Saved data entries
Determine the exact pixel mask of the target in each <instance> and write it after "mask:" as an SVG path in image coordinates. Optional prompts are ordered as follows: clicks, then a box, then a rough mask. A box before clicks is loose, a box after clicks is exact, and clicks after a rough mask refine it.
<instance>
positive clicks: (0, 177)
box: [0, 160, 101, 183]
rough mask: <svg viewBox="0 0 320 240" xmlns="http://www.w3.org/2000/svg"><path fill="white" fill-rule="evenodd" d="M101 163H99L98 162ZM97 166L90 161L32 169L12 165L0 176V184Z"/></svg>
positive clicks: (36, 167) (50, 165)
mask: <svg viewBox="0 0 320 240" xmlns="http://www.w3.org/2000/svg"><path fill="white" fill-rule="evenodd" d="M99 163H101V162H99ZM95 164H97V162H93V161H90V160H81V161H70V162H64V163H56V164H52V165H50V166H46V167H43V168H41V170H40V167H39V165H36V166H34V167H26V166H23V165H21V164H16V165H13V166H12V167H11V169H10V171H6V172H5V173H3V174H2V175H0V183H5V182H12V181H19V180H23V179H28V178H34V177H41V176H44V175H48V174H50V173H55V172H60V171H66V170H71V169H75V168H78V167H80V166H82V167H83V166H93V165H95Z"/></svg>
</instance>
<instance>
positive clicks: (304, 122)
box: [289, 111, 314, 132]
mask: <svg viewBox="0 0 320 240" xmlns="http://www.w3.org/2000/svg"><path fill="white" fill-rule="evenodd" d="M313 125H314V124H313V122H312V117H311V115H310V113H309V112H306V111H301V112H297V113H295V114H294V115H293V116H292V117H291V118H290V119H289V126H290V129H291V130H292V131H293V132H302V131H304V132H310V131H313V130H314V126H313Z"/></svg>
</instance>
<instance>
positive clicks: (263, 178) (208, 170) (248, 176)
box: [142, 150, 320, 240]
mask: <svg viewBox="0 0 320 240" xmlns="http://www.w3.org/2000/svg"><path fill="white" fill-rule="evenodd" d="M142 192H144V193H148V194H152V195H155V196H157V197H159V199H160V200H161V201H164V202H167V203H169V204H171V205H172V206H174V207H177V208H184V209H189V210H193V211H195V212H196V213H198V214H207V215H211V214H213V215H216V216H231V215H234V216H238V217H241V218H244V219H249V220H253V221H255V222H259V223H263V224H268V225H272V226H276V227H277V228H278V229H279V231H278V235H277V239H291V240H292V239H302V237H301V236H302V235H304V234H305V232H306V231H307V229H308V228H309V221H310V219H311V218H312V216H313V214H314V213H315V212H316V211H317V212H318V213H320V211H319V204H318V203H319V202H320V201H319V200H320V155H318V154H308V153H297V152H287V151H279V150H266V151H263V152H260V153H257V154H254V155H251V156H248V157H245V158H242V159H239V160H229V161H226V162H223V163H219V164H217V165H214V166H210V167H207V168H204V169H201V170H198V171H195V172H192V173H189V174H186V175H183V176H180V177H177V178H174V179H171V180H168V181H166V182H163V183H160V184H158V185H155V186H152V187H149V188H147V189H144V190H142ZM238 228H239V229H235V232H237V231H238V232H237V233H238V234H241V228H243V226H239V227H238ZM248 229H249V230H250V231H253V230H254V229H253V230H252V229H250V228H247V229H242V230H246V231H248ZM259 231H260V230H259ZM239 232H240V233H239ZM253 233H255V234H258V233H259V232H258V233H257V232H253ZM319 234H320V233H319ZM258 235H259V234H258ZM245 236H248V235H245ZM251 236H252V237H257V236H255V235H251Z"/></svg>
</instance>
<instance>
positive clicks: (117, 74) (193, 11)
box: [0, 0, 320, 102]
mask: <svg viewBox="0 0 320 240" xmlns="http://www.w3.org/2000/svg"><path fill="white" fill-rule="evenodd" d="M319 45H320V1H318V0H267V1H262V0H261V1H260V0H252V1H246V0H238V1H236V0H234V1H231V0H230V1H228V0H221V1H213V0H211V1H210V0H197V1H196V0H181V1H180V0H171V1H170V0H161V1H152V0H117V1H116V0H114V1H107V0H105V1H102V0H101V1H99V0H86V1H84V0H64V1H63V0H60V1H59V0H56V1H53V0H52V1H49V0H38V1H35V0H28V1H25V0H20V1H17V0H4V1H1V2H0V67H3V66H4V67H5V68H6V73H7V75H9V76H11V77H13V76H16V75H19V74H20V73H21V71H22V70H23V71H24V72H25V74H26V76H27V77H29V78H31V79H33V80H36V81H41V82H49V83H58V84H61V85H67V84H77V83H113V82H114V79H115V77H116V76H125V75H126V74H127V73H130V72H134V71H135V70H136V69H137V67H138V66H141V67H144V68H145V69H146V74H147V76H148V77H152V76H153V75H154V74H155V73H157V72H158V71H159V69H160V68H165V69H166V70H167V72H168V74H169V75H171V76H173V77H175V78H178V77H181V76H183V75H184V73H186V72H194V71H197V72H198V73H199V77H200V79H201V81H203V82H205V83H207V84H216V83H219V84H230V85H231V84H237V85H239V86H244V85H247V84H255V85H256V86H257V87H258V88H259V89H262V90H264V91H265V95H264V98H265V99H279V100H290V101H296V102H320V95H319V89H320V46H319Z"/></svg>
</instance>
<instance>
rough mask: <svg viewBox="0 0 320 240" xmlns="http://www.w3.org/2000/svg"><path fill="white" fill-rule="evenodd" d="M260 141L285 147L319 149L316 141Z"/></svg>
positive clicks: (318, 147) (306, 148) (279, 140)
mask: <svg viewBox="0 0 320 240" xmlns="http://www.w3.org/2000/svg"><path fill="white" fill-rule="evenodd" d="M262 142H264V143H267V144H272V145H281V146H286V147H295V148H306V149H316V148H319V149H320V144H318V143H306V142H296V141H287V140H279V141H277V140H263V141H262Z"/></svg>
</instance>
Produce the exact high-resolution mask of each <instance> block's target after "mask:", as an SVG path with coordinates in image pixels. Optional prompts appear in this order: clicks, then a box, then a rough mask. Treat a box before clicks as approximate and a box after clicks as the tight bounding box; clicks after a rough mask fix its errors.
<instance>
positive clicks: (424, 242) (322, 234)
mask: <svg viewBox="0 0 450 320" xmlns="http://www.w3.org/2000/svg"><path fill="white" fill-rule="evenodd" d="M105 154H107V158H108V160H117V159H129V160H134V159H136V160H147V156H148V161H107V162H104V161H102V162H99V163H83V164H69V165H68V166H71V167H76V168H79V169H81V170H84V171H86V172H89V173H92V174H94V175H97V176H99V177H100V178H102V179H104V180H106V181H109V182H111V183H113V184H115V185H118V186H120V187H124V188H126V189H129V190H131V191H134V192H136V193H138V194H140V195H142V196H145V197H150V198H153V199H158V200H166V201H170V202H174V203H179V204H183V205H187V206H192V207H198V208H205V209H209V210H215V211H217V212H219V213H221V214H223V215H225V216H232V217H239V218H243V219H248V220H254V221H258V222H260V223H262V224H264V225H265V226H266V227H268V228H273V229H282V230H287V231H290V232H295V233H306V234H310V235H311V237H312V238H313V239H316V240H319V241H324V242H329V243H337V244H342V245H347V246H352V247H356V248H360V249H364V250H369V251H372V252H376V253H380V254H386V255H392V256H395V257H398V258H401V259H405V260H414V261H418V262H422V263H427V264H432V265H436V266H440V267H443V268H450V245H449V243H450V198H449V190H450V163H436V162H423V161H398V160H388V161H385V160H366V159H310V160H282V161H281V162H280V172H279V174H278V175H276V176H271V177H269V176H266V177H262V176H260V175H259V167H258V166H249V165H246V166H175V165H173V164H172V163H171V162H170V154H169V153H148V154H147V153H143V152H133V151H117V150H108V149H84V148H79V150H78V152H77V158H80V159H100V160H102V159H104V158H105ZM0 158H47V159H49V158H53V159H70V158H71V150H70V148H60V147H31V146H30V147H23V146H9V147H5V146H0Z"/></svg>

Work instruction.
Please make an exact copy of every record, leaving nothing out.

Task output.
Determine the exact pixel mask of the target in each <instance> and write it after "mask:" as an SVG path in image coordinates. Optional prompts are ordered as follows: clicks, then a box, then a rough mask. A box before clicks is loose, a box after clicks is exact, and clicks after a rough mask refine it.
<instance>
positive clicks: (0, 177)
box: [0, 160, 101, 183]
rough mask: <svg viewBox="0 0 320 240" xmlns="http://www.w3.org/2000/svg"><path fill="white" fill-rule="evenodd" d="M101 163H99L98 162ZM97 166L90 161L32 169L12 165L0 176V184Z"/></svg>
positive clicks: (36, 167) (50, 165)
mask: <svg viewBox="0 0 320 240" xmlns="http://www.w3.org/2000/svg"><path fill="white" fill-rule="evenodd" d="M99 163H101V162H99ZM95 164H97V162H93V161H90V160H81V161H70V162H64V163H56V164H52V165H50V166H46V167H43V168H41V170H40V167H39V165H36V166H34V167H26V166H23V165H21V164H16V165H13V166H12V167H11V169H10V171H6V172H5V173H3V174H2V175H0V183H5V182H12V181H19V180H23V179H28V178H34V177H41V176H44V175H48V174H50V173H55V172H60V171H66V170H71V169H75V168H78V167H80V166H82V167H83V166H93V165H95Z"/></svg>
</instance>
<instance>
positive clicks: (304, 122)
box: [289, 111, 314, 132]
mask: <svg viewBox="0 0 320 240" xmlns="http://www.w3.org/2000/svg"><path fill="white" fill-rule="evenodd" d="M313 125H314V124H313V122H312V117H311V115H310V113H309V112H306V111H301V112H297V113H295V114H294V115H293V116H292V117H291V118H290V119H289V126H290V129H291V130H292V131H293V132H302V131H304V132H310V131H313V130H314V126H313Z"/></svg>
</instance>
<instance>
positive clicks: (263, 178) (208, 170) (248, 176)
box: [142, 150, 320, 240]
mask: <svg viewBox="0 0 320 240" xmlns="http://www.w3.org/2000/svg"><path fill="white" fill-rule="evenodd" d="M142 192H144V193H148V194H152V195H155V196H157V197H159V199H160V200H161V201H164V202H167V203H169V204H171V205H172V206H174V207H177V208H184V209H189V210H193V211H195V212H196V213H198V214H207V215H211V214H213V215H216V216H231V215H234V216H238V217H241V218H244V219H249V220H253V221H255V222H259V223H263V224H268V225H272V226H276V227H277V228H278V229H279V231H278V235H277V239H291V240H292V239H302V237H301V236H302V235H304V234H305V232H306V231H307V229H308V228H309V221H310V219H311V218H312V216H313V214H314V213H315V212H316V211H317V212H318V213H320V211H319V204H318V203H319V202H320V201H319V200H320V155H318V154H308V153H297V152H287V151H279V150H266V151H263V152H260V153H257V154H254V155H251V156H248V157H245V158H242V159H239V160H229V161H226V162H223V163H219V164H217V165H214V166H210V167H207V168H204V169H201V170H198V171H195V172H192V173H189V174H186V175H183V176H180V177H177V178H174V179H171V180H168V181H166V182H163V183H160V184H158V185H155V186H152V187H149V188H147V189H144V190H142ZM238 228H239V229H235V232H237V231H238V232H237V233H238V234H241V228H243V226H239V227H238ZM248 229H249V230H250V231H253V230H254V229H253V230H252V229H250V228H247V229H242V230H246V231H248ZM259 231H260V230H259ZM239 232H240V233H239ZM253 233H255V234H258V233H259V232H258V233H257V232H253ZM319 234H320V233H319ZM258 235H259V234H258ZM245 236H248V235H245ZM251 236H252V237H257V236H255V235H251Z"/></svg>
</instance>
<instance>
positive clicks: (117, 74) (193, 11)
box: [0, 0, 320, 102]
mask: <svg viewBox="0 0 320 240" xmlns="http://www.w3.org/2000/svg"><path fill="white" fill-rule="evenodd" d="M319 45H320V1H318V0H267V1H262V0H261V1H260V0H252V1H246V0H238V1H236V0H234V1H231V0H230V1H228V0H221V1H213V0H211V1H210V0H197V1H196V0H181V1H180V0H171V1H170V0H161V1H152V0H117V1H116V0H114V1H107V0H105V1H102V0H101V1H99V0H86V1H84V0H64V1H63V0H60V1H59V0H56V1H53V0H52V1H49V0H38V1H35V0H28V1H25V0H20V1H17V0H4V1H1V2H0V67H3V66H4V67H5V68H6V73H7V75H9V76H11V77H13V76H16V75H19V74H20V73H21V71H22V70H23V71H24V72H25V74H26V76H27V77H29V78H31V79H33V80H36V81H41V82H49V83H58V84H61V85H67V84H77V83H113V82H114V79H115V77H116V76H125V75H126V74H127V73H130V72H134V71H135V70H136V69H137V67H138V66H141V67H144V68H145V69H146V74H147V76H148V77H152V76H153V75H154V74H155V73H157V72H158V71H159V69H160V68H165V69H166V70H167V72H168V74H169V75H171V76H173V77H175V78H178V77H181V76H183V75H184V73H186V72H194V71H197V72H198V73H199V77H200V79H201V81H203V82H205V83H207V84H216V83H219V84H230V85H231V84H237V85H239V86H244V85H247V84H255V85H256V86H257V87H258V88H259V89H262V90H264V91H265V95H264V98H265V99H279V100H290V101H296V102H320V95H319V89H320V46H319Z"/></svg>
</instance>
<instance>
rough mask: <svg viewBox="0 0 320 240" xmlns="http://www.w3.org/2000/svg"><path fill="white" fill-rule="evenodd" d="M260 141L285 147L319 149L316 141Z"/></svg>
positive clicks: (318, 147) (306, 148) (279, 140)
mask: <svg viewBox="0 0 320 240" xmlns="http://www.w3.org/2000/svg"><path fill="white" fill-rule="evenodd" d="M262 142H264V143H267V144H272V145H281V146H286V147H295V148H306V149H316V148H319V149H320V144H318V143H306V142H296V141H287V140H279V141H277V140H263V141H262Z"/></svg>
</instance>
Produce the exact high-resolution mask of each <instance> block's target after "mask:", as an SVG path with coordinates in image pixels. Optional prompts appear in this order: clicks, then a box, then a rough mask. Treat a box before clicks as approximate and a box after clicks as the tight bounding box; clicks after a rough mask fix its errors.
<instance>
positive clicks: (424, 242) (322, 234)
mask: <svg viewBox="0 0 450 320" xmlns="http://www.w3.org/2000/svg"><path fill="white" fill-rule="evenodd" d="M105 154H107V158H108V160H117V159H129V160H134V159H136V160H147V156H148V161H107V162H104V161H102V162H99V163H83V164H69V165H68V166H71V167H76V168H79V169H81V170H84V171H86V172H89V173H92V174H94V175H97V176H99V177H100V178H102V179H104V180H106V181H109V182H111V183H113V184H115V185H118V186H120V187H124V188H126V189H129V190H131V191H134V192H136V193H138V194H140V195H142V196H145V197H150V198H153V199H158V200H166V201H170V202H174V203H179V204H183V205H187V206H192V207H198V208H205V209H209V210H215V211H217V212H219V213H221V214H223V215H225V216H232V217H239V218H243V219H248V220H254V221H258V222H260V223H262V224H264V225H265V226H266V227H268V228H273V229H282V230H287V231H290V232H295V233H306V234H310V235H311V237H312V238H313V239H316V240H319V241H324V242H329V243H337V244H342V245H347V246H352V247H356V248H360V249H364V250H369V251H372V252H376V253H380V254H386V255H392V256H395V257H398V258H401V259H405V260H414V261H418V262H422V263H427V264H432V265H436V266H440V267H443V268H450V245H449V243H450V198H449V190H450V163H436V162H423V161H398V160H388V161H385V160H366V159H310V160H282V161H281V162H280V172H279V174H278V175H276V176H271V177H269V176H266V177H262V176H260V175H259V167H258V166H249V165H246V166H175V165H173V164H172V163H171V162H170V154H169V153H148V154H147V153H143V152H133V151H117V150H108V149H84V148H79V150H78V152H77V158H80V159H100V160H102V159H104V158H105ZM0 158H47V159H49V158H53V159H70V158H71V150H70V148H60V147H31V146H30V147H23V146H9V147H5V146H0Z"/></svg>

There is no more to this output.